■ Extracted material
··········

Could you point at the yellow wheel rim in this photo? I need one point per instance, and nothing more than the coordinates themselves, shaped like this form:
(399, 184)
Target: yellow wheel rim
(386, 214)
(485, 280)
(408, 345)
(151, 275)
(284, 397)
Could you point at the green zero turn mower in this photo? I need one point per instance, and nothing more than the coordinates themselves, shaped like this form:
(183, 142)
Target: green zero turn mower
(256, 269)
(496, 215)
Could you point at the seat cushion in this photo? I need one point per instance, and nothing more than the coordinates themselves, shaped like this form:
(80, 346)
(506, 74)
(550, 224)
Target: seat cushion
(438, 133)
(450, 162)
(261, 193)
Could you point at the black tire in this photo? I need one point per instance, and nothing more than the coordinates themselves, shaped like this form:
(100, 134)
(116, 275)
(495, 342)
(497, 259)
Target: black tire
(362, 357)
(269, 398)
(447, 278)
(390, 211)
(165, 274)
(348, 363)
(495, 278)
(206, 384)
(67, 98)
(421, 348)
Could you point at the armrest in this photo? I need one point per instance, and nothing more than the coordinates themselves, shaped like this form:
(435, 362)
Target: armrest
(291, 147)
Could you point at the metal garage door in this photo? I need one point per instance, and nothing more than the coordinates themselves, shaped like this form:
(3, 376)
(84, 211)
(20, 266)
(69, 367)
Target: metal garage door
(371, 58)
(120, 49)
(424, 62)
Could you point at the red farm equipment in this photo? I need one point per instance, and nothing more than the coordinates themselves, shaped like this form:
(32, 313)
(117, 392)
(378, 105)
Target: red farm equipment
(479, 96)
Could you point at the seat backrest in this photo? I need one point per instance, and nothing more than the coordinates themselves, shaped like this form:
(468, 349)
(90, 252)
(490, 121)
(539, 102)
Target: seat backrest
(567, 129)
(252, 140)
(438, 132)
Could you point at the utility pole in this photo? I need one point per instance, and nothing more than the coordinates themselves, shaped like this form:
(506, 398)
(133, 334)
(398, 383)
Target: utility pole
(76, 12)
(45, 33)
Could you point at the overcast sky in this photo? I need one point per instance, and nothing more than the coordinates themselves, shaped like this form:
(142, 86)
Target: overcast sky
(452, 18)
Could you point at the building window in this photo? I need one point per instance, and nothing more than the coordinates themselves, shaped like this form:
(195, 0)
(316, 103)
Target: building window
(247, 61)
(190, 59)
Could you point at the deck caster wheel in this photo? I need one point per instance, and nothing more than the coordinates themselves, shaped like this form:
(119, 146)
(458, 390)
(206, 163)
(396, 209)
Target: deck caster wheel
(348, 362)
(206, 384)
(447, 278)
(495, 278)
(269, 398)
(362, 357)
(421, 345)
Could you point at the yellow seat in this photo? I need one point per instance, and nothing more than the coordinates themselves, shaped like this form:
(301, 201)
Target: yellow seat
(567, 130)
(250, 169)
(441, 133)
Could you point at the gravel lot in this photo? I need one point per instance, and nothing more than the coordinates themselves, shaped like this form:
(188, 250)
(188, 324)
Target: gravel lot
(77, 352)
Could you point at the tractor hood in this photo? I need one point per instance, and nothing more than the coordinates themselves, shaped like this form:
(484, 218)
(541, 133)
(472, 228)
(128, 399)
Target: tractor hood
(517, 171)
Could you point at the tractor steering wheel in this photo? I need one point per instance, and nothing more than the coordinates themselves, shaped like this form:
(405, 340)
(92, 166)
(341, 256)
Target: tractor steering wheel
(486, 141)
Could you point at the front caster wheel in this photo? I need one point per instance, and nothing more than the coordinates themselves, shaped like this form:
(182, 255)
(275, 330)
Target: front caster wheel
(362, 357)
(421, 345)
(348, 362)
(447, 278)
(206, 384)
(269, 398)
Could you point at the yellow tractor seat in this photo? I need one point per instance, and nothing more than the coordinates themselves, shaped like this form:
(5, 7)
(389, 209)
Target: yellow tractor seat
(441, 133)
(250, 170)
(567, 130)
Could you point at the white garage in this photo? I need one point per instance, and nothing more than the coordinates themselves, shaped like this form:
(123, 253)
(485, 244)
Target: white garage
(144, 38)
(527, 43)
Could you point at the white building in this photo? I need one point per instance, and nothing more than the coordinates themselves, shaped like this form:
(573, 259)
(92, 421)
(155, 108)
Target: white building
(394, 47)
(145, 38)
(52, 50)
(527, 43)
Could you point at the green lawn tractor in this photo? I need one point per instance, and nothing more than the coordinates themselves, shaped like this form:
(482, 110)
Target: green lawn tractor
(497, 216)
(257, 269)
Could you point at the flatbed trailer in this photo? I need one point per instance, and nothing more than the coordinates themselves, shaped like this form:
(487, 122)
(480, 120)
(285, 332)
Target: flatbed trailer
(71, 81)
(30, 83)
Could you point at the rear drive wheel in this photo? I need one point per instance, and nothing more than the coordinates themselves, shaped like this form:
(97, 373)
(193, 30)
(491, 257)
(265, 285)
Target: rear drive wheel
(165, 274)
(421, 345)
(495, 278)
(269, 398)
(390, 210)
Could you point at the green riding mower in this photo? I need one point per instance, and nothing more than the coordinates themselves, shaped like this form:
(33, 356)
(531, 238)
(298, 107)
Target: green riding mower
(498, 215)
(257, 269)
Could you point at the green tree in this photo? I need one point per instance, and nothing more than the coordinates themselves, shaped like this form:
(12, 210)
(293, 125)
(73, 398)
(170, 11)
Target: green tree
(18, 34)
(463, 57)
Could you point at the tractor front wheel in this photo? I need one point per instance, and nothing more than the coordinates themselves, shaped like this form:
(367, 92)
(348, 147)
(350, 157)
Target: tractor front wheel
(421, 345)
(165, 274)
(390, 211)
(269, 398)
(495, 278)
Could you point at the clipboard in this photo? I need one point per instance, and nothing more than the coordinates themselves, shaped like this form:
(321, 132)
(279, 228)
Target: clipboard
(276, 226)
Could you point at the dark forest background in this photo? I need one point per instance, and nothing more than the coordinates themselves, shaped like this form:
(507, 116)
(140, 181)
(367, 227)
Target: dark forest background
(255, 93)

··········

Please reproduce all of the lines above word for word, in the same order.

Could you point at the yellow wheel rim in this photo? I need one point per instance, and nothing more than the coordinates themselves, shaped like this form:
(399, 184)
Target: yellow wheel rim
(386, 214)
(485, 280)
(408, 345)
(151, 275)
(284, 397)
Could you point at the green zero turn mower in this photo? I need one point per instance, and nothing more than the coordinates themselves, shaped like this form:
(183, 142)
Target: green zero turn mower
(256, 269)
(496, 215)
Could you point at the seat cushion in this photo? I need one point per instance, and nothing more than the coordinates themselves, shaped like this form:
(80, 346)
(506, 74)
(550, 224)
Target: seat cushion
(438, 133)
(450, 162)
(261, 193)
Could you point at the black tire in this photo? I need one point per instance, and nothing more than the coordinates themselves, shaped like this form:
(100, 134)
(116, 275)
(495, 342)
(497, 259)
Target: black tire
(362, 357)
(269, 398)
(447, 278)
(390, 211)
(165, 274)
(348, 363)
(495, 278)
(206, 384)
(67, 98)
(421, 348)
Could you point at the armrest in this photo? I need one point per instance, and nothing more than the coordinates themselves, shaped like this form:
(435, 362)
Target: armrest
(291, 147)
Could you point at the metal garage door in this photo? I need one point per instance, and nothing more than the coordinates themselves, shaped like this form:
(3, 376)
(84, 211)
(20, 266)
(69, 367)
Target: metal garage door
(371, 58)
(120, 49)
(424, 62)
Could you point at the red farm equipment in this photo? I need one point per instance, and nothing more than the coordinates themselves, shaped like this form:
(32, 313)
(117, 392)
(378, 105)
Target: red farm equipment
(479, 96)
Could you point at the seat backrest in this photo? I need one point per instance, and nothing more than the coordinates themselves, shaped like this form:
(468, 349)
(90, 252)
(490, 121)
(539, 102)
Target: seat backrest
(567, 129)
(252, 140)
(438, 132)
Could you point at the utility pole in this photo? I need one point per instance, and nothing more than the coordinates themselves, shaped like this form:
(506, 398)
(133, 334)
(398, 383)
Target: utility pole
(76, 12)
(45, 33)
Could you point at the overcast sky in this photo? I need one point per instance, and nothing more than the coordinates themselves, shaped like this form:
(142, 86)
Target: overcast sky
(452, 18)
Could you point at the building window in this photo? I need one point per instance, and nothing more than the coordinates themselves, shaped like this form:
(195, 0)
(316, 103)
Target: building window
(247, 61)
(190, 59)
Could you point at the deck caster wheel in this photo? I need one point per instance, and nothing more than the coordinates themselves, shaped like this form:
(119, 146)
(458, 390)
(206, 163)
(396, 209)
Target: deck caster wheel
(348, 362)
(206, 384)
(447, 278)
(495, 278)
(269, 398)
(362, 357)
(421, 345)
Could you point at the yellow seat in this photo? I need one point per instance, and nothing more than the coordinates themselves, shaped like this form:
(301, 201)
Target: yellow seat
(567, 130)
(250, 169)
(441, 133)
Could you point at the gravel lot in this photo? I need one point per instance, and nothing more than the coordinates themselves, shaped like this form:
(188, 250)
(188, 324)
Target: gravel lot
(77, 352)
Could you point at the tractor hood in this photo? I need one point per instance, and nothing more than the coordinates themselves, shaped like this form:
(484, 218)
(541, 133)
(472, 228)
(128, 399)
Target: tractor hood
(517, 171)
Could you point at the tractor steering wheel in this photo? I need one point per instance, and nothing more than the coordinates themselves, shaped like this form:
(405, 340)
(92, 166)
(341, 256)
Target: tractor steering wheel
(486, 141)
Could you point at the front caster wheel in this photo? I need one point per instance, and nothing more than the coordinates themselves, shaped like this form:
(182, 255)
(275, 330)
Target: front caster wheel
(362, 357)
(421, 345)
(348, 362)
(447, 278)
(206, 384)
(269, 398)
Could you point at the yellow tractor seat in this photo? I need one point per instance, and nothing more than the coordinates themselves, shaped like this form:
(5, 7)
(389, 209)
Target: yellow tractor seat
(441, 133)
(250, 170)
(567, 130)
Could you point at the white garage in this photo? I need one point per instance, and nothing more than the coordinates themselves, shaped like this form:
(123, 253)
(485, 244)
Target: white garage
(144, 38)
(527, 43)
Could you point at the white building in this photo? I need one point per instance, and nothing more than the coordinates themselves, shaped like this form:
(573, 259)
(92, 421)
(155, 108)
Target: white building
(394, 47)
(145, 38)
(52, 50)
(527, 43)
Could you point at the green lawn tractor in this photo? I need one point per instance, and nothing more than the coordinates themselves, shaped like this form:
(482, 110)
Target: green lawn tractor
(497, 216)
(257, 269)
Could you point at the flatbed trailer in this photo? I need one point per instance, and nothing more than the coordinates themselves, shaped like this form:
(487, 122)
(480, 120)
(285, 332)
Target: flatbed trailer
(71, 81)
(30, 83)
Could you point at the rear drive wheel in this photo? I need one point per instance, and nothing more than the coordinates themselves, shaped like this form:
(97, 373)
(193, 30)
(491, 257)
(265, 285)
Target: rear drive wheel
(165, 274)
(421, 345)
(495, 278)
(269, 398)
(390, 210)
Could you point at the green riding mower in this photo? I need one point per instance, and nothing more than the coordinates themselves, shaped like this form:
(33, 356)
(531, 238)
(298, 107)
Target: green riding mower
(498, 215)
(257, 269)
Could you point at the green tree in this photo? I need one point per instance, and nothing more than the coordinates themselves, shaped like this form:
(12, 210)
(293, 125)
(73, 398)
(170, 11)
Target: green tree
(18, 34)
(463, 57)
Could you point at the tractor front wheel in this photo? I need one point per instance, and nothing more than the coordinates themselves, shaped like this form:
(367, 92)
(348, 147)
(350, 157)
Target: tractor front wheel
(421, 345)
(165, 274)
(390, 211)
(269, 398)
(495, 278)
Could you point at the clipboard in this photo? I need one point per instance, and nothing more than the coordinates themselves, shaped like this form:
(321, 132)
(279, 228)
Target: clipboard
(276, 226)
Could you point at the dark forest background in this photo? I need one point per instance, and nothing more than the coordinates themselves, shaped like this form:
(507, 116)
(140, 181)
(367, 227)
Target: dark forest background
(255, 93)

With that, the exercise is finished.